[Page text]

Try making a list of everything you love about travelling abroad. It could go on ad infinitum but let’s get the stream flowing.

‘Relishing fresh sounds, smells and oddities.’
‘Relishing fresh sounds, smells and oddities.’

Shamelessly borrowing an idea from my colleague Philip Adams (The Weekend Australian Magazine, February 20-21) about nostalgia for things past, I started to make a list of what I miss about overseas travel. It could go on ad infinitum but let’s get the stream flowing. Practising other languages. Feeling triumphant when someone understands me. Walking a new city early in the morning. Relishing fresh sounds, smells and oddities. Coming across a perfect place for coffee. Watching commuters scurry past.

Hopping on public transport. Buying a bus ticket to the end of the line and back. Peering into neighbourhoods. Noting house styles, places of worship, front lawns, imagining different kinds of lives and beliefs. Taking a food tour. Tasting odd specialties. Sipping tonics the murky colour of medicine. Sometimes trying not to pull a face. Understanding more about exotic cultures via the everyday essentials of existence.

[What is being asked]
Swap "bus ticket" for "train ticket" as you write out the travel piece again, starting with "Hopping on public" and going on through "essentials of existence.". You won't need the records for any of this.

[Dataset extract]

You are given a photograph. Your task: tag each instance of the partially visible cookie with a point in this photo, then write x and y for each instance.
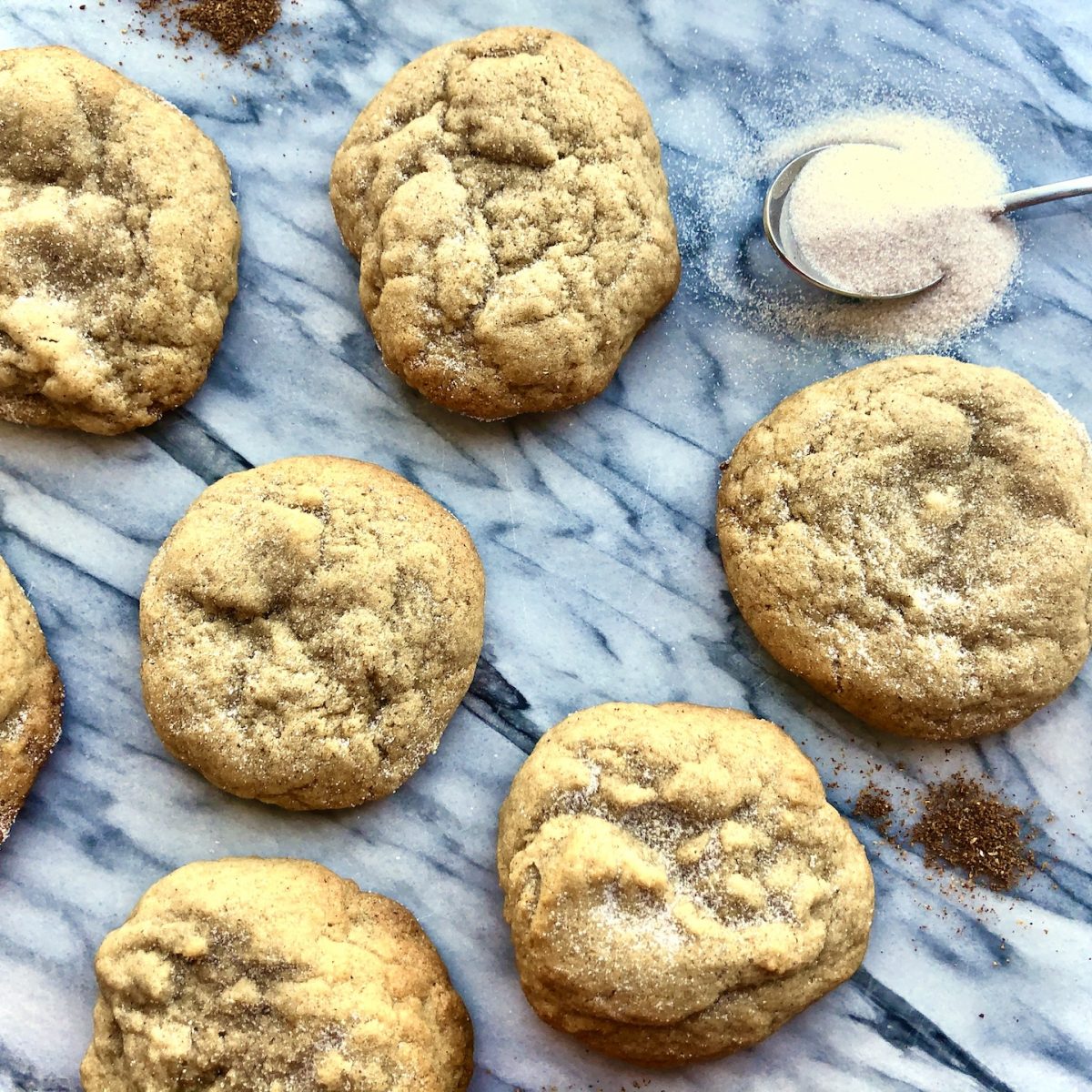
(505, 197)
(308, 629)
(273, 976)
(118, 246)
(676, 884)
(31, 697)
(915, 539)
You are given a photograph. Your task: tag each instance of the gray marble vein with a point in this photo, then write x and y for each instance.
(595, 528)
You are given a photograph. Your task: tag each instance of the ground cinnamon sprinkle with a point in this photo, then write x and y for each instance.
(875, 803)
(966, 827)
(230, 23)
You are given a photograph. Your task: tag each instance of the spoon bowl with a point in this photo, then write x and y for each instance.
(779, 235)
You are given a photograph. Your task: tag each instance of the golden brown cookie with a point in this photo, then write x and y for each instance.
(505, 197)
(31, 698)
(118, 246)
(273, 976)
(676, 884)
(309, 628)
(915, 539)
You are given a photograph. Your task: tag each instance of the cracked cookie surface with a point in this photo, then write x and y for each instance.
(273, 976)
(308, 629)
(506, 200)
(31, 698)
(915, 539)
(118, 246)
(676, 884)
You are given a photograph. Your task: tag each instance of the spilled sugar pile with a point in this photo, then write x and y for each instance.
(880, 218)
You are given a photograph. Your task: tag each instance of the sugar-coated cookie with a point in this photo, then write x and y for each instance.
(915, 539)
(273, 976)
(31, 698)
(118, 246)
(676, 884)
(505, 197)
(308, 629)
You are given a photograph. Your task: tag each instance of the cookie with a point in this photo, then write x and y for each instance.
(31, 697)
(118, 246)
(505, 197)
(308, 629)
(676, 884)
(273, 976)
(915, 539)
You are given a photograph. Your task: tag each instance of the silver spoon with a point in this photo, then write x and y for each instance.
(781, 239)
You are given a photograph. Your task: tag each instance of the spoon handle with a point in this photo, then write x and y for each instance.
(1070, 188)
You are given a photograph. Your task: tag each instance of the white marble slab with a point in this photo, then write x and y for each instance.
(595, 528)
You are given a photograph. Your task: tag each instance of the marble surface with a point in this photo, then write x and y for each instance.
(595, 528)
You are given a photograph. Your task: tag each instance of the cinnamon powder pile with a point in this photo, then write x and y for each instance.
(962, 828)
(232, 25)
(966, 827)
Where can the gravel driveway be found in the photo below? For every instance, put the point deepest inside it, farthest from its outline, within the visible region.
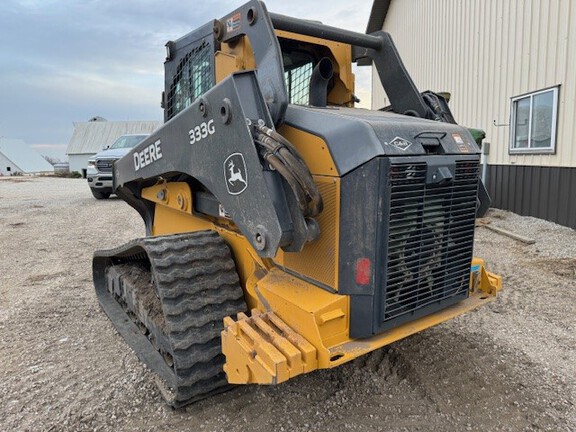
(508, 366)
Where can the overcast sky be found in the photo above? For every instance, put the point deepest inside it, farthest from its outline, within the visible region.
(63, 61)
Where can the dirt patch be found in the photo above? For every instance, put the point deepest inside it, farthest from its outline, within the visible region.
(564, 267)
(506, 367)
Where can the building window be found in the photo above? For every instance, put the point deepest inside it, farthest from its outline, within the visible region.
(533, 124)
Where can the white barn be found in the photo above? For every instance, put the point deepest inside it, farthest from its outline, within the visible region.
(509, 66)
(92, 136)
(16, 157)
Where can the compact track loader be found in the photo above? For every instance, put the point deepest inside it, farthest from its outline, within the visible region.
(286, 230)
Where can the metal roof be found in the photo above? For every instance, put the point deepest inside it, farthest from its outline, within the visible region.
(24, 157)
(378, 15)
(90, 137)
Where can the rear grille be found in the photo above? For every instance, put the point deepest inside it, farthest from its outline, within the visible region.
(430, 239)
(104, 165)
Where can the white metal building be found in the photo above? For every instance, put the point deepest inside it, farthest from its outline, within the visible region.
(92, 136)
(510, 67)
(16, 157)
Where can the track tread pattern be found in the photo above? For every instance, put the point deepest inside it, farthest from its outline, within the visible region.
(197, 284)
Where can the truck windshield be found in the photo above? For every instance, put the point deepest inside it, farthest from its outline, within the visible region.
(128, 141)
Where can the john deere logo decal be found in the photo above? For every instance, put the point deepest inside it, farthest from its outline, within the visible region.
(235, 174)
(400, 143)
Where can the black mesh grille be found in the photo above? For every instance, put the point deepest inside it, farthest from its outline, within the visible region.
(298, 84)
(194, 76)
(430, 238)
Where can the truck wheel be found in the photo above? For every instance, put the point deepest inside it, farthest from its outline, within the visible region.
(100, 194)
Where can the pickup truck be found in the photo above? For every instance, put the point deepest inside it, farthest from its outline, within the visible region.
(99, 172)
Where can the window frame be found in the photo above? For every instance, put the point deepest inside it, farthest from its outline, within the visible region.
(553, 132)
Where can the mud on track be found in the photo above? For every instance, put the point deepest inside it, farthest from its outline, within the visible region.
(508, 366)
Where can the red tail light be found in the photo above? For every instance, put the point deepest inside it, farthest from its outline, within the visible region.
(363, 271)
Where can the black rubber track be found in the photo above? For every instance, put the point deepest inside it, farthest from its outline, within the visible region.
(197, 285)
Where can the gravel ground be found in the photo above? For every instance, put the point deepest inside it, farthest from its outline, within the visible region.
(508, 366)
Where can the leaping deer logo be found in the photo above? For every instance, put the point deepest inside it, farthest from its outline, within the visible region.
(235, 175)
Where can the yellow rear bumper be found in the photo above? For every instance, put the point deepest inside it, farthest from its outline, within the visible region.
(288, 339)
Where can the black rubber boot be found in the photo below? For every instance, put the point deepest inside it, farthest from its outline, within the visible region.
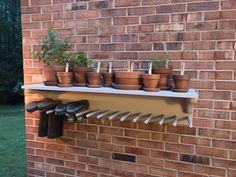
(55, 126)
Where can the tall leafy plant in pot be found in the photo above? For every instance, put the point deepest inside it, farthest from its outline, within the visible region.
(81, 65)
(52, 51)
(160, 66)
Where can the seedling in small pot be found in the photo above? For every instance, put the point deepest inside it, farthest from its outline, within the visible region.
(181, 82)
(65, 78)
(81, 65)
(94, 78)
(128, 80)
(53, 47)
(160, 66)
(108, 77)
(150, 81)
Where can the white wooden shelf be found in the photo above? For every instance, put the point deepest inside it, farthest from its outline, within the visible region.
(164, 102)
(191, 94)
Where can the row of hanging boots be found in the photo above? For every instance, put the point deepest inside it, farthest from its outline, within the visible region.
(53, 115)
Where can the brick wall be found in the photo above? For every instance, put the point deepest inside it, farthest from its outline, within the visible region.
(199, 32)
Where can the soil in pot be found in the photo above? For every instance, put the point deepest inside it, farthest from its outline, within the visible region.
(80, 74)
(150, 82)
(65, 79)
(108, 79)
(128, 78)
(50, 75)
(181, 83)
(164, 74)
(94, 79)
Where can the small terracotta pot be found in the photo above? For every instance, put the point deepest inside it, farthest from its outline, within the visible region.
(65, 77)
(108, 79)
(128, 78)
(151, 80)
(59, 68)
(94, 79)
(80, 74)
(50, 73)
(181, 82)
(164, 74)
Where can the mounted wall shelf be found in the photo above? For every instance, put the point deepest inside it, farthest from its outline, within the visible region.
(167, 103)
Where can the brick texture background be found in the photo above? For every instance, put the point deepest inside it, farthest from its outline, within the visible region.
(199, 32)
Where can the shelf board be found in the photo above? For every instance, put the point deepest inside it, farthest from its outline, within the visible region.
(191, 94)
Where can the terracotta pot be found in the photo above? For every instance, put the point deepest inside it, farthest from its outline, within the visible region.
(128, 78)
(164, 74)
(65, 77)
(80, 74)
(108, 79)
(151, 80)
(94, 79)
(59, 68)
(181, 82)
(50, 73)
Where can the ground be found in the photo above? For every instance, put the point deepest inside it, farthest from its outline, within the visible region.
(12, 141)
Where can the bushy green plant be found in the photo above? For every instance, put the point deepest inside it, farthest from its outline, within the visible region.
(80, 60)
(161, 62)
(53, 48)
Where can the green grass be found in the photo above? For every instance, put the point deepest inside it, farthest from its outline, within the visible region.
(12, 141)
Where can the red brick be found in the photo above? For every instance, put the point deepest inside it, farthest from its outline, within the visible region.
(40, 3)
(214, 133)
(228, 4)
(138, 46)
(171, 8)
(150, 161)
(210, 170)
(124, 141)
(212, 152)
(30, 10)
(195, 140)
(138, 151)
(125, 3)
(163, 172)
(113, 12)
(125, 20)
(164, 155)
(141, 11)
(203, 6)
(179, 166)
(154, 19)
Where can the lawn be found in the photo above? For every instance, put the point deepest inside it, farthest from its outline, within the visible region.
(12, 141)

[Response to the task]
Hopping on public transport. Buying a train ticket to the end of the line and back. Peering into neighbourhoods. Noting house styles, places of worship, front lawns, imagining different kinds of lives and beliefs. Taking a food tour. Tasting odd specialties. Sipping tonics the murky colour of medicine. Sometimes trying not to pull a face. Understanding more about exotic cultures via the everyday essentials of existence.